[Source data]

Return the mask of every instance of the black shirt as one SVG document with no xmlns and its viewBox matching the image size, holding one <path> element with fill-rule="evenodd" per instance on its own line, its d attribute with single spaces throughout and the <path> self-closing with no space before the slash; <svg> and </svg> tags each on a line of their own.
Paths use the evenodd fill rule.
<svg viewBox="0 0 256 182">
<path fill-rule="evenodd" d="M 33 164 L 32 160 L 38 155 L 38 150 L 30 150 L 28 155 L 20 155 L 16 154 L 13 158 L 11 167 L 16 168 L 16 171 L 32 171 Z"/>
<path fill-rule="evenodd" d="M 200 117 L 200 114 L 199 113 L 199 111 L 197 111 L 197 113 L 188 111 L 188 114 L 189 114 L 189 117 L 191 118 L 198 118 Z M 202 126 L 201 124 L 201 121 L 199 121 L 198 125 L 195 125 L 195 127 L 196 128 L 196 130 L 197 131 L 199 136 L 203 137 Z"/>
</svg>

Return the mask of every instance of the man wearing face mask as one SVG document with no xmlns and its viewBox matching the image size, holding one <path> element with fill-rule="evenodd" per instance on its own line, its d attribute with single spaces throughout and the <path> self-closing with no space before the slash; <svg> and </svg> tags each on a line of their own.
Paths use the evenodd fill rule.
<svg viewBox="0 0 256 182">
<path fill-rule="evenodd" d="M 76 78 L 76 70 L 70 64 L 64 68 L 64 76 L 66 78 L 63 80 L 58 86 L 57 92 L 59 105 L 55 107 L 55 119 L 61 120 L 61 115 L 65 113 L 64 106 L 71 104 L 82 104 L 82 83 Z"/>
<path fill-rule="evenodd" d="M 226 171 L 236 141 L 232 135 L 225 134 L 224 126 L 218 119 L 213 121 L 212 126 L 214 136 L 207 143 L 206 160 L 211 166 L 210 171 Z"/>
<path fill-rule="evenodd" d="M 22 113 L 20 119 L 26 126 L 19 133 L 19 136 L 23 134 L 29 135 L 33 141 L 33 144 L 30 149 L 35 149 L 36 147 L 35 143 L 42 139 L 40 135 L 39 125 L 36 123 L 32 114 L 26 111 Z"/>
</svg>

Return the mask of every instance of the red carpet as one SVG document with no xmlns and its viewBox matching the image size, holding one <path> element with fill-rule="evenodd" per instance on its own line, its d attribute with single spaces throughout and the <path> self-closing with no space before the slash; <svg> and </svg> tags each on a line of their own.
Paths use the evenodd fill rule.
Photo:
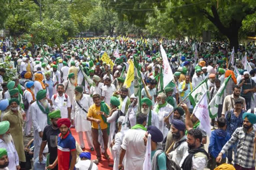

TASK STATEMENT → Extract every line of the material above word for word, and leave out the pictures.

SOLUTION BELOW →
Return the mask of every instance of the black shirt as one SVG document with no xmlns and its viewBox matching the image size, holding one <path> element with fill-rule="evenodd" per instance on its own line, its d attribute with single spaces throughout and the <path> self-closing with no space before the slash; <svg> and </svg> tags each on a line of their own.
Paths use the evenodd fill rule.
<svg viewBox="0 0 256 182">
<path fill-rule="evenodd" d="M 33 164 L 32 160 L 38 155 L 38 150 L 30 150 L 28 155 L 20 155 L 16 154 L 13 158 L 11 167 L 16 168 L 16 171 L 32 171 Z"/>
<path fill-rule="evenodd" d="M 200 117 L 200 114 L 199 113 L 199 111 L 197 111 L 197 113 L 188 111 L 188 114 L 189 114 L 189 117 L 191 118 L 198 118 Z M 202 126 L 201 124 L 201 121 L 199 121 L 198 125 L 195 125 L 195 127 L 196 128 L 196 130 L 197 131 L 199 136 L 203 137 Z"/>
</svg>

Return the mask of every instance of the man wearing face mask as one SVG document with no xmlns and its viewBox matching the image size, holding one <path> element with fill-rule="evenodd" per instance on its own line, its d attribute with single spaces throughout and the <path> self-closing with no space before the slash; <svg> and </svg> tags each on a line of their own.
Paths use the evenodd fill rule.
<svg viewBox="0 0 256 182">
<path fill-rule="evenodd" d="M 76 78 L 76 70 L 70 64 L 64 68 L 64 76 L 66 78 L 63 80 L 58 86 L 57 92 L 59 105 L 55 107 L 55 119 L 61 120 L 61 115 L 65 113 L 64 106 L 71 104 L 82 104 L 82 83 Z"/>
<path fill-rule="evenodd" d="M 226 171 L 236 141 L 232 135 L 225 134 L 224 126 L 218 119 L 213 121 L 212 126 L 214 136 L 207 143 L 206 160 L 211 166 L 210 171 Z"/>
<path fill-rule="evenodd" d="M 22 113 L 20 119 L 26 126 L 19 133 L 19 136 L 23 134 L 29 135 L 33 141 L 33 144 L 30 149 L 35 149 L 36 147 L 35 143 L 42 139 L 40 135 L 39 125 L 36 123 L 32 114 L 26 111 Z"/>
</svg>

Return the mask of every instance of the red carpet as one SVG document with no xmlns and its viewBox matching the image size, holding one <path> element with fill-rule="evenodd" per instance on its own line, its d attribute with single spaces throughout and the <path> self-closing with no space before the slash; <svg> and </svg> tags each on a line of their own.
Paths use the evenodd fill rule.
Photo:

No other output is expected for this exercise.